__Условие задачи__:
Объясните по исходному тексту, почему, по мнению автора, Анненский считает невозможным прямой переход от слова Шекспира к сцене.

Идешь по Арбату и вдруг навстречу – ах! – ренуаровская женщина. Но где она, эта ренуаровская женщина? В воображении художника по имени Ренуар? Да он умер давно! И на картине эта дама не остается. Теперь ты объективнейшим, наиреальнейшим образом видишь то, что есть (на Арбате, Монмартре, где угодно). А до Ренуара видно не было. В Дарьяльском ущелье все, что о нем написали, конечно, было, но видно – не было. А сейчас видно, различено, сущностно выявлено, вытащено на свет божий. Сознание и есть, вообще говоря, опыт различения.

Иннокентий Анненский признавался: “…Какого бы я Гамлета ни смотрел, всегда рисую себе совсем другого актера, впрочем, невозможного ни на какой сцене”. Это перефразировка (театральная передрапировка, так сказать) известного рассуждения Малларме: я говорю: цветок, и во мне какой-то силой, силою музыки поднимается сама идея цветка, но такого цветка, которого нет ни в одном букете. Это не абстракция – я вижу цветок, с бутоном, лепестками и очертанием, но такой цветок, которому нет равных в действительности.

Что, “Гамлета” вообще нельзя поставить на сцене? Нет. Это текст, который специально написан для сцены. А может быть, Анненский считает, что существует какая-то одна, истинная и эмпирически невозможная его версия на сцене? Тоже вряд ли. Он хочет сказать, что в каком-то смысле сам шекспировский текст уже есть постановка самого себя. Речь идет о каком-то законе самой шекспировской трагедии, которая включает элемент непредставимости. Конечно опредмечиваясь, он полностью растворяется в инсценировке. А есть что-то, что не может быть проиллюстрировано и телестно подтверждено на сцене. Само слово есть образ того, что вообще не может быть изображено.

Для нас ведь тут нет никакой проблемы! Есть пьеса, приходят актеры и в словах и мизансценах разыгрывают ее на подмостках. А зануда Анненский говорит: так не получится, это невозможно. Нет прямого перехода от слова к сцене. Жест и тело не прилагаются к слову, как реализм Малого театра к комедии Островского “На всякого мудреца довольно простоты”. Слово Шекспира уже спаяно с телом, обладает какой-то своей плотностью, мимикой и жестикуляцией. В этом смысле Гамлет должен быть не представлен на сцене, а как бы предоставлен себе. Постановка должна быть конгениальна тексту, то есть она – не отражение, а раж самой реальности, производящей свое собственное пространство по закону шекспировской трагедии.

__Список пунктов__:
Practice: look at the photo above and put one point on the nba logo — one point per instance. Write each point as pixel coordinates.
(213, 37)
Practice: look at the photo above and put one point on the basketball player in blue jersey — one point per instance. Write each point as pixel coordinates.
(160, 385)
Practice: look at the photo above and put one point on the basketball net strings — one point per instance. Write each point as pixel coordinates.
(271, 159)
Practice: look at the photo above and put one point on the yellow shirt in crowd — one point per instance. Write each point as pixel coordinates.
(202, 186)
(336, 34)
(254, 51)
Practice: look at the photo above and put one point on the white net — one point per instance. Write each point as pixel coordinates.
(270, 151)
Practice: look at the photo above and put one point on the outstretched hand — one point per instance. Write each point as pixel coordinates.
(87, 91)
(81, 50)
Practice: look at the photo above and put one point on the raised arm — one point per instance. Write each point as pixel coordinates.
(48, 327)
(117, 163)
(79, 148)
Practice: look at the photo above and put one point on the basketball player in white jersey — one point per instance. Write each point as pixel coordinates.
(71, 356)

__Решение задачи__:
Слово Шекспира уже спаяно с телом: у него есть своя плотность, мимика и жестикуляция. Поэтому жест и тело нельзя приложить к нему извне, как реализм Малого театра к комедии Островского.